═════ Working data

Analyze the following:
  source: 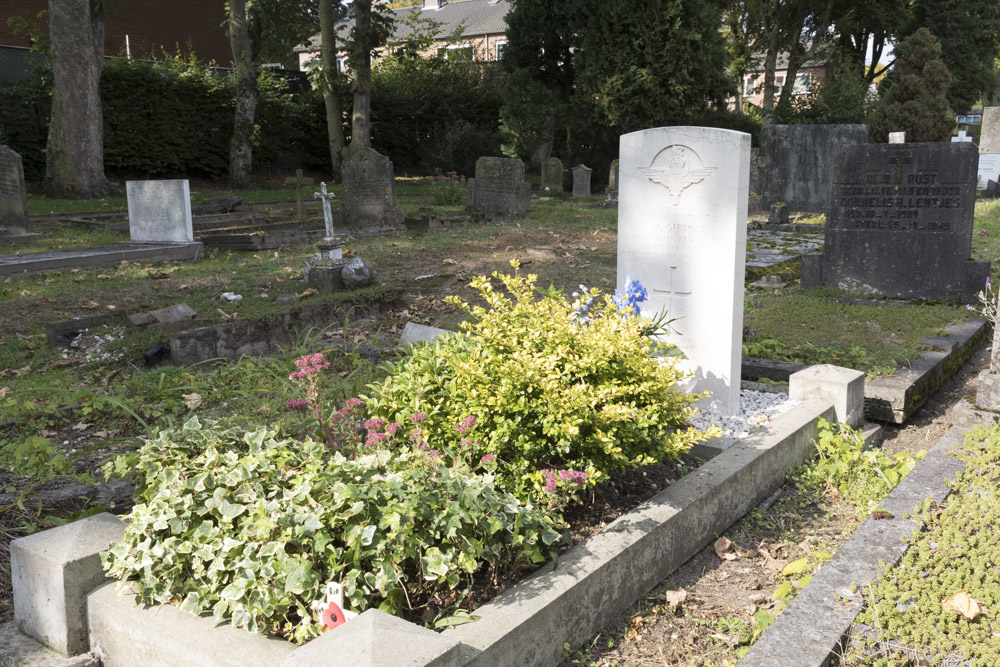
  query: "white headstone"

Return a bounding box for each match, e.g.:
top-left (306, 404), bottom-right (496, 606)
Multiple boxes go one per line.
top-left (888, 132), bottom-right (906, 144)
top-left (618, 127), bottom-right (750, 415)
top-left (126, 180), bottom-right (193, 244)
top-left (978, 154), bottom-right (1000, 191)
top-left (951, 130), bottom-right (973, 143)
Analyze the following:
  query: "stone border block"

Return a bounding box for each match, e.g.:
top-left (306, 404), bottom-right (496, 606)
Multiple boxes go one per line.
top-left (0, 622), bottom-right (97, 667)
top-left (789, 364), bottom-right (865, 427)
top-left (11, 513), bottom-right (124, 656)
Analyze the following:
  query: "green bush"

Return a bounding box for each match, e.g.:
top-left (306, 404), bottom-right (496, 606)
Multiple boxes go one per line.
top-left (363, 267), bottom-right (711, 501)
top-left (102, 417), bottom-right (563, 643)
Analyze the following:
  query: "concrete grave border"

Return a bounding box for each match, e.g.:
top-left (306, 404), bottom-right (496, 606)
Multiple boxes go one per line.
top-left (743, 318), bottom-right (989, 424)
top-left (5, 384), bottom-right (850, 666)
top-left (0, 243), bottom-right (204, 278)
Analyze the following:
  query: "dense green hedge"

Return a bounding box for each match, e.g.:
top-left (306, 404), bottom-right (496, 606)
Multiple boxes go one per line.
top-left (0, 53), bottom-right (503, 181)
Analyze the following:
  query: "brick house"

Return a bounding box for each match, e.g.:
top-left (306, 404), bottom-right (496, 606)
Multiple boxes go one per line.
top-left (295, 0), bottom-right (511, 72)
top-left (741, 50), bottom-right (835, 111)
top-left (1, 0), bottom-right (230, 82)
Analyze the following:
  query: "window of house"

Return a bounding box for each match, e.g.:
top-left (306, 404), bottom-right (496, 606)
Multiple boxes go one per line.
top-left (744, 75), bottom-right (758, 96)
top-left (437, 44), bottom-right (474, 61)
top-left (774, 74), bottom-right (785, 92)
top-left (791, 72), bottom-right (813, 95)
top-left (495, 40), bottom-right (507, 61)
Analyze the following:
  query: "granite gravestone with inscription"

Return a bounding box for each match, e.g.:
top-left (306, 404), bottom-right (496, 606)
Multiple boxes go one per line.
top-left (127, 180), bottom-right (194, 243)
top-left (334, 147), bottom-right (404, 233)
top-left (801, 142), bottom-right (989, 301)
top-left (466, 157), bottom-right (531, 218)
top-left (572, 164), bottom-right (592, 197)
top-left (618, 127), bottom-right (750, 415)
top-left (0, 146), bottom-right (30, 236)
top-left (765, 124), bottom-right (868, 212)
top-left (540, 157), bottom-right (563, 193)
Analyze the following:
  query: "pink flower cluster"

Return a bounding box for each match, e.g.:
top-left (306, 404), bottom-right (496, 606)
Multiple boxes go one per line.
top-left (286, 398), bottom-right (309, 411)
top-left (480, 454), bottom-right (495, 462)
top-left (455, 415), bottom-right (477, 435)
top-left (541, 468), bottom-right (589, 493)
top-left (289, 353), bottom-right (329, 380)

══════════

## What is needed
Transcribe each record exactly as it stands, setting aside any pictures.

## Task solution
Analyze the following:
  source: 
  query: "white headstone"

Return a bounding box for each match, e.g.:
top-left (306, 404), bottom-right (496, 606)
Multiple boxes go one per line.
top-left (888, 132), bottom-right (906, 144)
top-left (618, 127), bottom-right (750, 415)
top-left (126, 180), bottom-right (193, 244)
top-left (978, 154), bottom-right (1000, 191)
top-left (951, 130), bottom-right (973, 143)
Analyze the following:
  query: "stone border block"

Return a bounding box for each match, e.g.:
top-left (306, 404), bottom-right (496, 606)
Multiple boxes go one per line.
top-left (0, 622), bottom-right (97, 667)
top-left (789, 364), bottom-right (865, 427)
top-left (11, 513), bottom-right (124, 656)
Analyze the following:
  query: "green bush"

Return a bounding box for each match, e.g.:
top-left (306, 404), bottom-right (496, 606)
Multiple boxes go one per line.
top-left (363, 267), bottom-right (711, 501)
top-left (102, 417), bottom-right (563, 643)
Analyze the following:
  query: "concrete grave border"

Return a bounding box for each match, e.g.:
top-left (306, 404), bottom-right (496, 606)
Multiple boxes go one per line.
top-left (743, 318), bottom-right (989, 424)
top-left (5, 384), bottom-right (850, 666)
top-left (0, 243), bottom-right (204, 278)
Analyze the following:
  query: "dense green hedge"

Return a bounding box for each match, e.g.:
top-left (306, 404), bottom-right (496, 606)
Multiple boxes go one per line.
top-left (0, 53), bottom-right (503, 181)
Analyze the following:
  query: "brick house"

Return a bounding box for each match, e.g.:
top-left (306, 404), bottom-right (496, 606)
Multiple boxes go one per line.
top-left (295, 0), bottom-right (511, 72)
top-left (741, 50), bottom-right (835, 111)
top-left (1, 0), bottom-right (230, 82)
Analyze the following:
  query: "window of house"

Return a bounding box for each match, e.g.:
top-left (306, 404), bottom-right (496, 606)
Multiple boxes go one per line.
top-left (744, 75), bottom-right (758, 96)
top-left (437, 44), bottom-right (474, 61)
top-left (774, 74), bottom-right (785, 92)
top-left (791, 72), bottom-right (813, 95)
top-left (495, 40), bottom-right (507, 61)
Analyze the following:
  query: "granite gravestone with inscription"

Return a bounding box for each match, e.g.:
top-left (306, 404), bottom-right (496, 606)
Multiple boxes go one per line.
top-left (127, 180), bottom-right (194, 243)
top-left (334, 147), bottom-right (404, 233)
top-left (801, 142), bottom-right (989, 301)
top-left (466, 157), bottom-right (531, 218)
top-left (572, 164), bottom-right (592, 197)
top-left (618, 127), bottom-right (750, 415)
top-left (0, 146), bottom-right (30, 236)
top-left (765, 124), bottom-right (868, 212)
top-left (540, 157), bottom-right (563, 193)
Analyze the following:
  query: "pink flower cluster"

Return a bounding box for each match, e.g.:
top-left (306, 404), bottom-right (496, 606)
Multiple boxes go one per line.
top-left (286, 398), bottom-right (309, 411)
top-left (480, 454), bottom-right (495, 462)
top-left (455, 415), bottom-right (477, 435)
top-left (541, 468), bottom-right (589, 493)
top-left (289, 353), bottom-right (329, 380)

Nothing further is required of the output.